### [Exercise inputs]
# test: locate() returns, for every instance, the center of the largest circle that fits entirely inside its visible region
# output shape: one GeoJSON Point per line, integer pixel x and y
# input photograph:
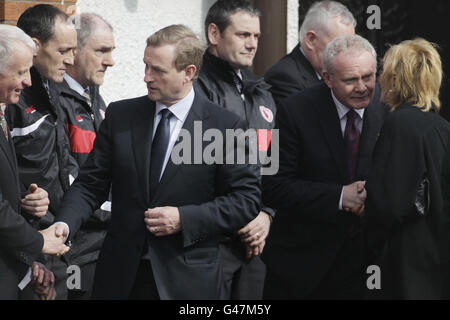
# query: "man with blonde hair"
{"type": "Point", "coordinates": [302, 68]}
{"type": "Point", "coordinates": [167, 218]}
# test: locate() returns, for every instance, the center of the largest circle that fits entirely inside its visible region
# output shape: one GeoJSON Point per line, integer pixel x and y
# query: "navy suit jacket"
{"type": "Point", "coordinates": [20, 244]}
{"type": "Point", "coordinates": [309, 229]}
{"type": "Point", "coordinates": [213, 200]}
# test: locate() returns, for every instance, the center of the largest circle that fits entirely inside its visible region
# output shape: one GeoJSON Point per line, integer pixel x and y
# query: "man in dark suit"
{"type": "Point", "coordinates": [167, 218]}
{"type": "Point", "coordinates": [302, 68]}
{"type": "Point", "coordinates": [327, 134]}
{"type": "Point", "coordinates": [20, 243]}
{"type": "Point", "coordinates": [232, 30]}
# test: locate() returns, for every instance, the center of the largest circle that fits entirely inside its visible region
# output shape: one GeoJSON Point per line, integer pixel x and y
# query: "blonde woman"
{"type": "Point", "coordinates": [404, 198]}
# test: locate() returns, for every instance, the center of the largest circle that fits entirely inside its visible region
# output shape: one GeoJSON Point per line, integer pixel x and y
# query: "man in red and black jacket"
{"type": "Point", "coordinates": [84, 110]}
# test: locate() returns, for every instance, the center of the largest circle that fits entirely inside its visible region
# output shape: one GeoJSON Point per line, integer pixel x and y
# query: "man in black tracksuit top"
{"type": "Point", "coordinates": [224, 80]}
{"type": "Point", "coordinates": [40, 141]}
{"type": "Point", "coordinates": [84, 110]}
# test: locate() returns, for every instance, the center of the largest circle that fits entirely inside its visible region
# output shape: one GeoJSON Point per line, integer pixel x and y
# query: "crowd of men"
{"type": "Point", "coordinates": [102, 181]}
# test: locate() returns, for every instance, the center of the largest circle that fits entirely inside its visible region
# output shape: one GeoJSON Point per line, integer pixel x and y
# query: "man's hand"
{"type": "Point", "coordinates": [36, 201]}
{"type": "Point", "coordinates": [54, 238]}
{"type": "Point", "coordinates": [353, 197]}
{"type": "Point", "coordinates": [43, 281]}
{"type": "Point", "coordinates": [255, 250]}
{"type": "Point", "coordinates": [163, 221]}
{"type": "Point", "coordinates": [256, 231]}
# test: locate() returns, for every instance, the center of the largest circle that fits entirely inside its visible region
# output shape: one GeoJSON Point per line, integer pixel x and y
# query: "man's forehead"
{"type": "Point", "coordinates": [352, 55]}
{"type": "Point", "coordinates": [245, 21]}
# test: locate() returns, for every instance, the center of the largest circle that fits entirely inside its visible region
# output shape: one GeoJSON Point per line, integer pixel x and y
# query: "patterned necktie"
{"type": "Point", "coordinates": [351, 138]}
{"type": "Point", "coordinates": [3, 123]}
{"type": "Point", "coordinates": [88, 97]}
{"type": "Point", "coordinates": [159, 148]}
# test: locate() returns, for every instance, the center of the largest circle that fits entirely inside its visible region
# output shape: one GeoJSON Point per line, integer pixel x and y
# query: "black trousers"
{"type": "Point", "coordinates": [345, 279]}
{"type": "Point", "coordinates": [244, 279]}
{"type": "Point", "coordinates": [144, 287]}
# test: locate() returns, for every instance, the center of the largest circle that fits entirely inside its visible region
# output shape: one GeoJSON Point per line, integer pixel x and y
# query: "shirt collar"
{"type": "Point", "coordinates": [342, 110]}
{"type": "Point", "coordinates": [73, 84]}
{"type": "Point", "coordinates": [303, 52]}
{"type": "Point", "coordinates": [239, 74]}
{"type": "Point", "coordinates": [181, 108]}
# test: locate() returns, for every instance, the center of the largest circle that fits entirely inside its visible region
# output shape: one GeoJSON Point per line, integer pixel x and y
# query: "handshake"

### [Written request]
Repeat the data exactly, without the pictures.

### [Correct output]
# test: locate() returns, for every instance, the center of the largest circle that fits entirely inside its visible region
# output shape: one GeoJSON Point per line, integer pixel x and y
# input photograph:
# query: "man with blonde hair"
{"type": "Point", "coordinates": [302, 68]}
{"type": "Point", "coordinates": [167, 218]}
# test: locate() returns, for every instance, the center of the largest circle that fits entirely inside its visible region
# output shape: one GeoJSON Point per line, integer pixel x and y
# query: "navy suit jacket"
{"type": "Point", "coordinates": [20, 244]}
{"type": "Point", "coordinates": [309, 229]}
{"type": "Point", "coordinates": [213, 200]}
# test: locate() returns, for every instance, the center of the largest circle that fits entirely inside its visible region
# output shape: one GeoJSON Point per line, integer pixel x and y
# query: "man in dark suit"
{"type": "Point", "coordinates": [167, 218]}
{"type": "Point", "coordinates": [302, 68]}
{"type": "Point", "coordinates": [327, 134]}
{"type": "Point", "coordinates": [20, 243]}
{"type": "Point", "coordinates": [232, 30]}
# test: locate() returns, for every instance, the center of the largest circle that fits entirely inside its visible region
# output shape: one GeoJSON Point per line, integer pixel x and y
# query: "blonde woman"
{"type": "Point", "coordinates": [404, 198]}
# test: locate() returns, for every instance, the center of the largest circle that fits entirely inside its visible region
# output shape: one GeoJSON Point per line, integer pixel x and y
# query: "man in red and black jacket"
{"type": "Point", "coordinates": [84, 110]}
# test: locate() returns, for every instance, the center of the largest circle that fits entirely inside its visible region
# output shape: one GeoJSON Point per line, integer pixel x and y
# query: "man in black tracksuit top"
{"type": "Point", "coordinates": [224, 80]}
{"type": "Point", "coordinates": [40, 141]}
{"type": "Point", "coordinates": [84, 110]}
# test: locate() returns, for every instance, the center of the largest circle that fits entirely inside its visible region
# output shape: one GeoJSON Point per line, integer pixel x and y
# query: "crowd of men"
{"type": "Point", "coordinates": [102, 181]}
# test: locate() returns, for every instance, the center of the largest circle that fits entirely inside its visible region
# output shape: one GeoJSON Point per line, integer pixel x and y
# query: "man's hand"
{"type": "Point", "coordinates": [36, 201]}
{"type": "Point", "coordinates": [54, 238]}
{"type": "Point", "coordinates": [353, 197]}
{"type": "Point", "coordinates": [43, 281]}
{"type": "Point", "coordinates": [255, 250]}
{"type": "Point", "coordinates": [163, 221]}
{"type": "Point", "coordinates": [256, 231]}
# test: locate() returns, for every instance, the center of the largest circle that fits entirely inside its visible region
# output shape: one GeoJSON Point per line, integer pixel x and y
# query: "man's forehead"
{"type": "Point", "coordinates": [352, 55]}
{"type": "Point", "coordinates": [245, 21]}
# test: locate() returns, for every instance, the center of the largest circle that fits entirely inside its visible region
# output shape: one GeoJSON Point per line, integer pixel x and y
# query: "patterned necktie"
{"type": "Point", "coordinates": [351, 138]}
{"type": "Point", "coordinates": [3, 123]}
{"type": "Point", "coordinates": [88, 97]}
{"type": "Point", "coordinates": [159, 148]}
# test: locate() returns, for every instance, the center of the largest circle that fits entirely inside its visible region
# output shape: one GeoJSON Point per line, integer pixel x and y
# query: "black trousers"
{"type": "Point", "coordinates": [345, 279]}
{"type": "Point", "coordinates": [244, 279]}
{"type": "Point", "coordinates": [144, 287]}
# test: locate() returns, for every instance, the center of the largest circle that fits entirely inside its visible region
# output shape: one GeoJSON Point per line, integer pixel x and y
# query: "shirt collar"
{"type": "Point", "coordinates": [342, 110]}
{"type": "Point", "coordinates": [73, 84]}
{"type": "Point", "coordinates": [303, 52]}
{"type": "Point", "coordinates": [239, 74]}
{"type": "Point", "coordinates": [181, 108]}
# test: locate() returns, for every instance, the center of the largest circle that fits entirely inside its visible region
# output shape: one GeoJSON Point per line, integer pixel x and y
# query: "handshake"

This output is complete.